Recorded data:
####################

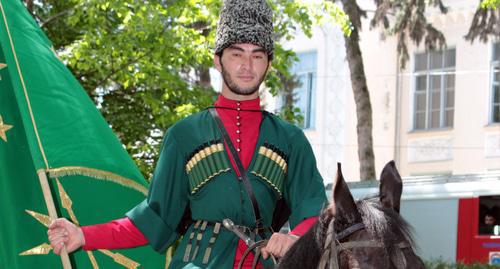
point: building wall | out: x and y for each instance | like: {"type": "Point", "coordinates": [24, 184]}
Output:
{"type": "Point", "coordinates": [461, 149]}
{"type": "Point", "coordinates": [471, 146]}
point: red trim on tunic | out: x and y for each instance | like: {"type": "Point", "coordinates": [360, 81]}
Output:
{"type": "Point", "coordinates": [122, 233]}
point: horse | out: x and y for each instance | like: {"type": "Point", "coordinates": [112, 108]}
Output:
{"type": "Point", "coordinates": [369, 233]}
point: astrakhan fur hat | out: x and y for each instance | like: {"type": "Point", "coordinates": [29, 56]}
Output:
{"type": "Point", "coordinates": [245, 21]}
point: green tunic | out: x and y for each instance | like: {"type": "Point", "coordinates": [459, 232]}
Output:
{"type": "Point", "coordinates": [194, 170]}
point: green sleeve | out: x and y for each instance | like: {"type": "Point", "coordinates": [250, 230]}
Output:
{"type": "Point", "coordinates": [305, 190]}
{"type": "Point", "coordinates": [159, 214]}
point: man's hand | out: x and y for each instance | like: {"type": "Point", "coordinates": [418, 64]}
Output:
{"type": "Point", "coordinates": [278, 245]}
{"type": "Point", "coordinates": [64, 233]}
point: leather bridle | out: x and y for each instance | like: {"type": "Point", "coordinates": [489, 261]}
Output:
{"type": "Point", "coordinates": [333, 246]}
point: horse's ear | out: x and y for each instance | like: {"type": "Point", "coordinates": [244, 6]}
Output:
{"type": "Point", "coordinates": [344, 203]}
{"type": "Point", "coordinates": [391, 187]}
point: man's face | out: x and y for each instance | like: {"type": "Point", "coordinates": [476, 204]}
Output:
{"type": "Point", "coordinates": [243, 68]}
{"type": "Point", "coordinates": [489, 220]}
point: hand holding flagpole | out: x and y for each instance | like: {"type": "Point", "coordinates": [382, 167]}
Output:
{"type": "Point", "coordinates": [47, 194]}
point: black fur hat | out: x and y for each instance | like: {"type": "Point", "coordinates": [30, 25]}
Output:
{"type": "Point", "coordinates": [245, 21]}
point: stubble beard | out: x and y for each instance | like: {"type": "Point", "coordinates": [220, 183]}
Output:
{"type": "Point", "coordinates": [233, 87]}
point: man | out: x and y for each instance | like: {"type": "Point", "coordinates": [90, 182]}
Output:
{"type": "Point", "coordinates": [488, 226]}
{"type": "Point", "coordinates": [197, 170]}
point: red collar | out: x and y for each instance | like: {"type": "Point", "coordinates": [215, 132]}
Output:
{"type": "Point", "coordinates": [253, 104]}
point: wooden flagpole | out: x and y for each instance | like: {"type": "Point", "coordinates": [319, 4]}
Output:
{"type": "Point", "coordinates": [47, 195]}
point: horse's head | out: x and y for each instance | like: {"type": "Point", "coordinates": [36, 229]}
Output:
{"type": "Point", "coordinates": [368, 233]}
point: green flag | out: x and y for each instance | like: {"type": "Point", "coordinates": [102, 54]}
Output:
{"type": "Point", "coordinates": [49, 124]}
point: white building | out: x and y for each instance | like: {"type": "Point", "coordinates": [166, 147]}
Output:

####################

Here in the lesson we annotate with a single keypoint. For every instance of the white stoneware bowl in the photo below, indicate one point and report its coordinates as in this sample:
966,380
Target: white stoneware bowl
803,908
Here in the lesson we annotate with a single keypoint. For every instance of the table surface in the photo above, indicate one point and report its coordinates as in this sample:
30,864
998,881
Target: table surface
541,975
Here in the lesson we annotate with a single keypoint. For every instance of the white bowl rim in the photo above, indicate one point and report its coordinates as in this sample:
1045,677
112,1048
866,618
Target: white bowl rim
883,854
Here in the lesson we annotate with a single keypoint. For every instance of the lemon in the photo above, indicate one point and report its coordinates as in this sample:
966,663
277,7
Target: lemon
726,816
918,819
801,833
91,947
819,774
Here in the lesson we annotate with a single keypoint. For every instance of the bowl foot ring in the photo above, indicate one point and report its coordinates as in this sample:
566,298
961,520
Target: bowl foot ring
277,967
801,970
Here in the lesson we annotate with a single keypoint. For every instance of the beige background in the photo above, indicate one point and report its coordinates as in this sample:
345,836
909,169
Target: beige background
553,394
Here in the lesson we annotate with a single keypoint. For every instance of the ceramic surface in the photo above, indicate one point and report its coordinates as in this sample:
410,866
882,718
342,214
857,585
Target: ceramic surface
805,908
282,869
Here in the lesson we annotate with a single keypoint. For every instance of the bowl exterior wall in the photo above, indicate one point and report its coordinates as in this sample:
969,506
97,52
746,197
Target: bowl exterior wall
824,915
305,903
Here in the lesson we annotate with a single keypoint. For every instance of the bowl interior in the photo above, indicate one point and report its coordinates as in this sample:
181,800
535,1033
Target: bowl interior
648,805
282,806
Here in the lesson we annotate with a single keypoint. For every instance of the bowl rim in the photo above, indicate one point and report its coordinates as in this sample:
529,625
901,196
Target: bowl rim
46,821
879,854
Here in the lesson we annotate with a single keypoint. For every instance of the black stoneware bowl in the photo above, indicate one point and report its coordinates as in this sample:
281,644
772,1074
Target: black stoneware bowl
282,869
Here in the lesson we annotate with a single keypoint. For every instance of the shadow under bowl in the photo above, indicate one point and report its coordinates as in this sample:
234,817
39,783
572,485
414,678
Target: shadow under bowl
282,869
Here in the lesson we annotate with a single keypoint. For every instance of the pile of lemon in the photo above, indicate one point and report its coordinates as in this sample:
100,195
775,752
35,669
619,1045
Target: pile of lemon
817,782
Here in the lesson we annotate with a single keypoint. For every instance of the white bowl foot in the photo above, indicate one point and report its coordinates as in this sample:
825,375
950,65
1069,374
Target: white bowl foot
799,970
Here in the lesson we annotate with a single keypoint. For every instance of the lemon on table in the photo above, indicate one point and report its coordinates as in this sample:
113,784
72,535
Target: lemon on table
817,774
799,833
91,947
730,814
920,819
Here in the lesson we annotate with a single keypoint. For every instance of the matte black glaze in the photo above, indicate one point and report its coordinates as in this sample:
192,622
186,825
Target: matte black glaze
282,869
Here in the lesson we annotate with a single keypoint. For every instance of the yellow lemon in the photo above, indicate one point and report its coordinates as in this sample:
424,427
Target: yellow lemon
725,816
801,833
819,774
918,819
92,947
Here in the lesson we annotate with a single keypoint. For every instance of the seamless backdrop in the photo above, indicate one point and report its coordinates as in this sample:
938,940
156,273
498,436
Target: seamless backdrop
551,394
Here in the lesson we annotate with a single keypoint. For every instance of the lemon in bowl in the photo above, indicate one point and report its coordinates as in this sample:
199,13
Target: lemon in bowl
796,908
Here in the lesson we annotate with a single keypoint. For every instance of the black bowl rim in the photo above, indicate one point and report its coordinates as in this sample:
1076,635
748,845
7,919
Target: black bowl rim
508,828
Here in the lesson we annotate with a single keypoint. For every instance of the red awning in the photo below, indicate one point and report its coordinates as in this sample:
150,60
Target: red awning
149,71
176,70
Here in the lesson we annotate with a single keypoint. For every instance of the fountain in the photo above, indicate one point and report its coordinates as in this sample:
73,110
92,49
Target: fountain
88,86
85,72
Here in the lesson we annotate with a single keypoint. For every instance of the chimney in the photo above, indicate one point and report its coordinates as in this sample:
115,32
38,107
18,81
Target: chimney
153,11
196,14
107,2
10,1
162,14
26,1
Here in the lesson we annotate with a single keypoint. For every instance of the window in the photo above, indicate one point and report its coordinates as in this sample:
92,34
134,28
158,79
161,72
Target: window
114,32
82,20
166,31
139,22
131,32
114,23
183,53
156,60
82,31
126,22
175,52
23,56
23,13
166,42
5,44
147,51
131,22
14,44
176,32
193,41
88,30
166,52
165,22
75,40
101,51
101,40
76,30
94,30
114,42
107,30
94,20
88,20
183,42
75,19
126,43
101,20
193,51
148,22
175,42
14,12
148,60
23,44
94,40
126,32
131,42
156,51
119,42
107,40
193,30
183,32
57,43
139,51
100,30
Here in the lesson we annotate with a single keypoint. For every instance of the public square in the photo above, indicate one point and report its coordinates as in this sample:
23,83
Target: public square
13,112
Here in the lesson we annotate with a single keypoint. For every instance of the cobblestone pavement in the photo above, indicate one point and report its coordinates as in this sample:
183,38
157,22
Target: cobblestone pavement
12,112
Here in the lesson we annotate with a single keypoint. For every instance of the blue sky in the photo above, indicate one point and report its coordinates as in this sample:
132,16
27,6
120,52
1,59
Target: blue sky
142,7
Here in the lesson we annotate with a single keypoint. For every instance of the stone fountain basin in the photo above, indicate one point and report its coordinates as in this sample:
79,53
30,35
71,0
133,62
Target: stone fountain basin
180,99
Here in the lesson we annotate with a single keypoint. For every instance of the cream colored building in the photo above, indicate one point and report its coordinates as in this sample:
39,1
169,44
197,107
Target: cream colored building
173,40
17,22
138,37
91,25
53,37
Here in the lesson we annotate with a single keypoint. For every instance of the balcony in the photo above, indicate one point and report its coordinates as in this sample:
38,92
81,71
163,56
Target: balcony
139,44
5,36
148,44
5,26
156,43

####################

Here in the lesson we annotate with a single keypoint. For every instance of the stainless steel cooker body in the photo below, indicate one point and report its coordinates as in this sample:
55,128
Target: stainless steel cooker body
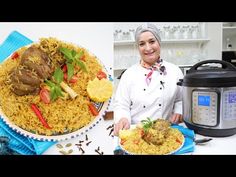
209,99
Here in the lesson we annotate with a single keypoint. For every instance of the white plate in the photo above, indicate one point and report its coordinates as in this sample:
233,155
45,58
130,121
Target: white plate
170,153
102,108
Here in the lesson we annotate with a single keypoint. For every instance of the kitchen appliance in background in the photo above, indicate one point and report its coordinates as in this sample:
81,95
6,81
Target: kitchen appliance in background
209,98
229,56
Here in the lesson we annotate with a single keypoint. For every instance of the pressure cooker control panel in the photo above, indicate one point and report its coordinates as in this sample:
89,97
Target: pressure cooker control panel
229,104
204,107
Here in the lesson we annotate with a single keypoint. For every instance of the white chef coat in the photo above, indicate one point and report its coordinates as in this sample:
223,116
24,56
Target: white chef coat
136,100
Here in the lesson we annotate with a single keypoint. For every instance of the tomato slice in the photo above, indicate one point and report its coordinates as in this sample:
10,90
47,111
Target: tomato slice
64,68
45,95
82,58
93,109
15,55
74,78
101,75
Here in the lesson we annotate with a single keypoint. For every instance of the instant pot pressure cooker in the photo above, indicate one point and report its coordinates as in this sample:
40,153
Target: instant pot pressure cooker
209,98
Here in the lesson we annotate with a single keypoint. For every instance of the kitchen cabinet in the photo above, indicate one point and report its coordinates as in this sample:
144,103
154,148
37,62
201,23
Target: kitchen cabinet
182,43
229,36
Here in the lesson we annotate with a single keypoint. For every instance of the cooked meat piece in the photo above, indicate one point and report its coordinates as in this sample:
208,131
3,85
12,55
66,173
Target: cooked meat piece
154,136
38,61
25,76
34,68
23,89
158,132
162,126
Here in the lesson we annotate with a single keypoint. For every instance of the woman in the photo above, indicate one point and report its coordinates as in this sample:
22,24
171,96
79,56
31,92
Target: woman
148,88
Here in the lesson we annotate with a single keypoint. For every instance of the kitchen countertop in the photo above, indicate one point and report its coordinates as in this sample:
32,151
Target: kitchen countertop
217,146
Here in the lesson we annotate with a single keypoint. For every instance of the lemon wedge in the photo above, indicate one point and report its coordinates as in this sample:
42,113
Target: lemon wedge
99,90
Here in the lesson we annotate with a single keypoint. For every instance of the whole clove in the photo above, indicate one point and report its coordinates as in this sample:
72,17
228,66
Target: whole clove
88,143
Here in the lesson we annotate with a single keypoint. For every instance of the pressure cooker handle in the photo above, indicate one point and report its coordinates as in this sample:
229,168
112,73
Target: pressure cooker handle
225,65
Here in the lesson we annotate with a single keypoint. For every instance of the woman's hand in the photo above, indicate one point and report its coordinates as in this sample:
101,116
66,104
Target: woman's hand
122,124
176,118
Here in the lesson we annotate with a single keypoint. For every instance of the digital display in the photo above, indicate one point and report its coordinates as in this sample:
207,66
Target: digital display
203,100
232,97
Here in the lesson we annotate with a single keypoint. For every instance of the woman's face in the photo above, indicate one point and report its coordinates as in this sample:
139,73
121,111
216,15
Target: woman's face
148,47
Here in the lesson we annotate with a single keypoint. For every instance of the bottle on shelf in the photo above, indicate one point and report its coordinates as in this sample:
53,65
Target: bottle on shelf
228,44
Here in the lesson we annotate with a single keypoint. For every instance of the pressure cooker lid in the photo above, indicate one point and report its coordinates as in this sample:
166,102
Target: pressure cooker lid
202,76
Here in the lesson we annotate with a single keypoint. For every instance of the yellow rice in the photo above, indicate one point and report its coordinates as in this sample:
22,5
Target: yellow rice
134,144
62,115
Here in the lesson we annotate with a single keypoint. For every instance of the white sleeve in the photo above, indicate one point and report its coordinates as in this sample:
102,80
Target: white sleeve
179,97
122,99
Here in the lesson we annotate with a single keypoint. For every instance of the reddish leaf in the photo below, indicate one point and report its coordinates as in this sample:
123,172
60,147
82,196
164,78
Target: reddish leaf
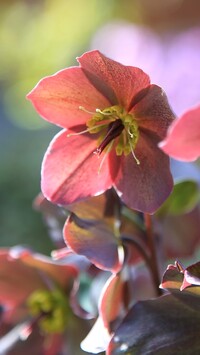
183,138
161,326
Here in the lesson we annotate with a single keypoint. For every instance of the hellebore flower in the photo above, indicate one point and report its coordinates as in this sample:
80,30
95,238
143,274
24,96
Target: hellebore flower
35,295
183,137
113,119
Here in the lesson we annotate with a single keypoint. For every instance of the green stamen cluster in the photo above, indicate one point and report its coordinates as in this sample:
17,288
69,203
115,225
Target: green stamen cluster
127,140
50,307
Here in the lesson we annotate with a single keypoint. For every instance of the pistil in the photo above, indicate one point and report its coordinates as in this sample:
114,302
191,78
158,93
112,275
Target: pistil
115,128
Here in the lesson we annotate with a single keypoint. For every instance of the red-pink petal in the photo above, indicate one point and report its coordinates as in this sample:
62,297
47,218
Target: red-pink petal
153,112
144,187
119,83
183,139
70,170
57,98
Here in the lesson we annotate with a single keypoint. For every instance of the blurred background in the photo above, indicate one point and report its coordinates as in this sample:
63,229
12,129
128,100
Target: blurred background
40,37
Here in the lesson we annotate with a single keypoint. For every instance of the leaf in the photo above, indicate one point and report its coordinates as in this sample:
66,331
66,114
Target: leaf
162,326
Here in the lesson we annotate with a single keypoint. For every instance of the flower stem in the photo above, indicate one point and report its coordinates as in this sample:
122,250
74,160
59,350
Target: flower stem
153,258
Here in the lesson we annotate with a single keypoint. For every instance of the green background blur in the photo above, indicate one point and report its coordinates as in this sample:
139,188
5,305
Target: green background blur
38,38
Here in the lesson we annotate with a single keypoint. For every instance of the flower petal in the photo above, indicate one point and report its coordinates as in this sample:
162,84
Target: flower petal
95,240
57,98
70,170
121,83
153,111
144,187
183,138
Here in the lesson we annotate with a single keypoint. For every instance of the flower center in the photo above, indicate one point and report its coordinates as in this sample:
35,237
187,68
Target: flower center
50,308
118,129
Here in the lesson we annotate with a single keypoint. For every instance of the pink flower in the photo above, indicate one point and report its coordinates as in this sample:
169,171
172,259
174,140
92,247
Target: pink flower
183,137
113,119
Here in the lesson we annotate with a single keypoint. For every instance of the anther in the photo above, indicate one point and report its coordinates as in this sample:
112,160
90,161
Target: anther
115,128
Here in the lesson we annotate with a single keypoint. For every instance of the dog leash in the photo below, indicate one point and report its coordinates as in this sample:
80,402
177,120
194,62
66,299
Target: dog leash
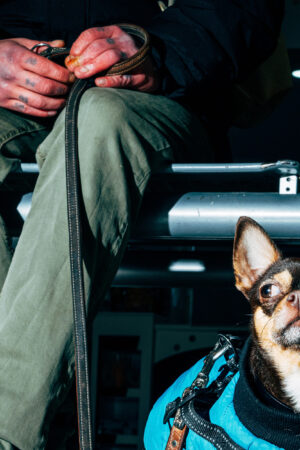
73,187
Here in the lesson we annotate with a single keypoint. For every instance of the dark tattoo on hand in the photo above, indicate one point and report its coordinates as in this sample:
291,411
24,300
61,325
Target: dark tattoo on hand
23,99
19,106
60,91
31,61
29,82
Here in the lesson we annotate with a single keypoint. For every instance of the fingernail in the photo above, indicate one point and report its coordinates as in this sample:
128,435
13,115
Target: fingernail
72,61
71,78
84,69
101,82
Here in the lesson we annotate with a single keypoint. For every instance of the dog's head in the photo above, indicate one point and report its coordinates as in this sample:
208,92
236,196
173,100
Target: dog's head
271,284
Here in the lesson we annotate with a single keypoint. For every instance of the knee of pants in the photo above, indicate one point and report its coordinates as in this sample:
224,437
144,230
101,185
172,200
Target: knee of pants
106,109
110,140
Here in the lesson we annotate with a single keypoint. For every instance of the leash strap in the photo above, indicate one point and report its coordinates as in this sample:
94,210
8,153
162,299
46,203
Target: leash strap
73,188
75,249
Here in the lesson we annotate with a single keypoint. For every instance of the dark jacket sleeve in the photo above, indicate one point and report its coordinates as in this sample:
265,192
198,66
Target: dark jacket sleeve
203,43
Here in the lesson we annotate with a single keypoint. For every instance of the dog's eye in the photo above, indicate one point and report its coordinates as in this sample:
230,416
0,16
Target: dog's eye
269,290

####################

Short problem: Pick out each line of the items above that contains the word "flagpole" and copy those lines in full.

Full solution:
point: hand holding flagpole | out: x and y for each instance | like: {"type": "Point", "coordinates": [382, 167]}
point: wooden flagpole | out: x and y for each instance | like: {"type": "Point", "coordinates": [319, 4]}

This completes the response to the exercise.